# WHAT YOU HAVE TO DO
Your output must consist of the records printed verbatim, with the pictures excluded.

(Referring expression pointing data)
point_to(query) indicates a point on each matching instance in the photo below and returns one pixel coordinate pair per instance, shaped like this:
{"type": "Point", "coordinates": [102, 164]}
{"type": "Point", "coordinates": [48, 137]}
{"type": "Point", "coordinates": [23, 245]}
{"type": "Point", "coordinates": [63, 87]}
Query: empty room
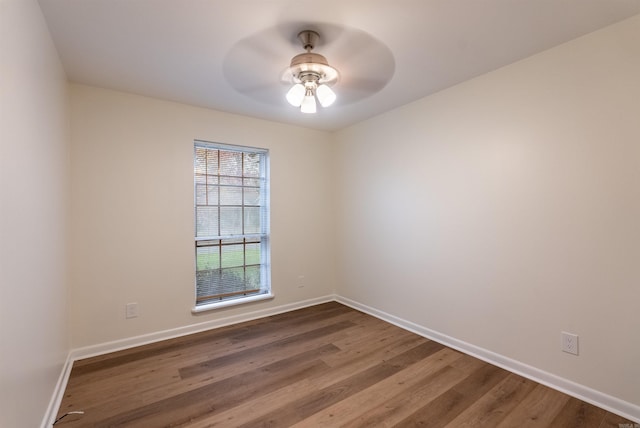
{"type": "Point", "coordinates": [342, 214]}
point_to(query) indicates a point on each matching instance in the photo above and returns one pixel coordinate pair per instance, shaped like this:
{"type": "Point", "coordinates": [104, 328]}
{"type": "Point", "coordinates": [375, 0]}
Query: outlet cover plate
{"type": "Point", "coordinates": [570, 343]}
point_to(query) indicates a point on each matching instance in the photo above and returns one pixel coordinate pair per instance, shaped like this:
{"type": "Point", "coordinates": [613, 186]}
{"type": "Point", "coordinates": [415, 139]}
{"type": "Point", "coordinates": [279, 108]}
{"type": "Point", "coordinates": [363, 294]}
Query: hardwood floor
{"type": "Point", "coordinates": [323, 366]}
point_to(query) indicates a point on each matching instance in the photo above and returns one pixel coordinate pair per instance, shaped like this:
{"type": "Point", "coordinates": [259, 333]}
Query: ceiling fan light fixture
{"type": "Point", "coordinates": [325, 95]}
{"type": "Point", "coordinates": [311, 75]}
{"type": "Point", "coordinates": [308, 103]}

# SOLUTION TO THIS PROBLEM
point_to(query) indicates a point on each matching instance in the photo below and returns one pixel coordinate pair per instance, shaped like this:
{"type": "Point", "coordinates": [102, 164]}
{"type": "Point", "coordinates": [48, 137]}
{"type": "Point", "coordinates": [23, 245]}
{"type": "Point", "coordinates": [63, 87]}
Query: empty room
{"type": "Point", "coordinates": [342, 214]}
point_to(query) indicates a point on each matching instance in the photo above and returns one pixel coordinate pair per instance, shaped like this:
{"type": "Point", "coordinates": [104, 328]}
{"type": "Point", "coordinates": [375, 0]}
Query: outlet cover plate
{"type": "Point", "coordinates": [570, 343]}
point_to(query) indicates a point on each matching instance in the photo above and returns one pixel coordinate pair per instance, shaped like this:
{"type": "Point", "coordinates": [613, 186]}
{"type": "Point", "coordinates": [415, 139]}
{"type": "Point", "coordinates": [279, 108]}
{"type": "Point", "coordinates": [363, 294]}
Query: hardwood floor
{"type": "Point", "coordinates": [323, 366]}
point_to(query) indicates a point on each matching instance in the photo above and returns one pixel coordinate pair per instance, shaped like this:
{"type": "Point", "coordinates": [259, 333]}
Query: ceiling fan light fixture
{"type": "Point", "coordinates": [325, 95]}
{"type": "Point", "coordinates": [311, 75]}
{"type": "Point", "coordinates": [308, 103]}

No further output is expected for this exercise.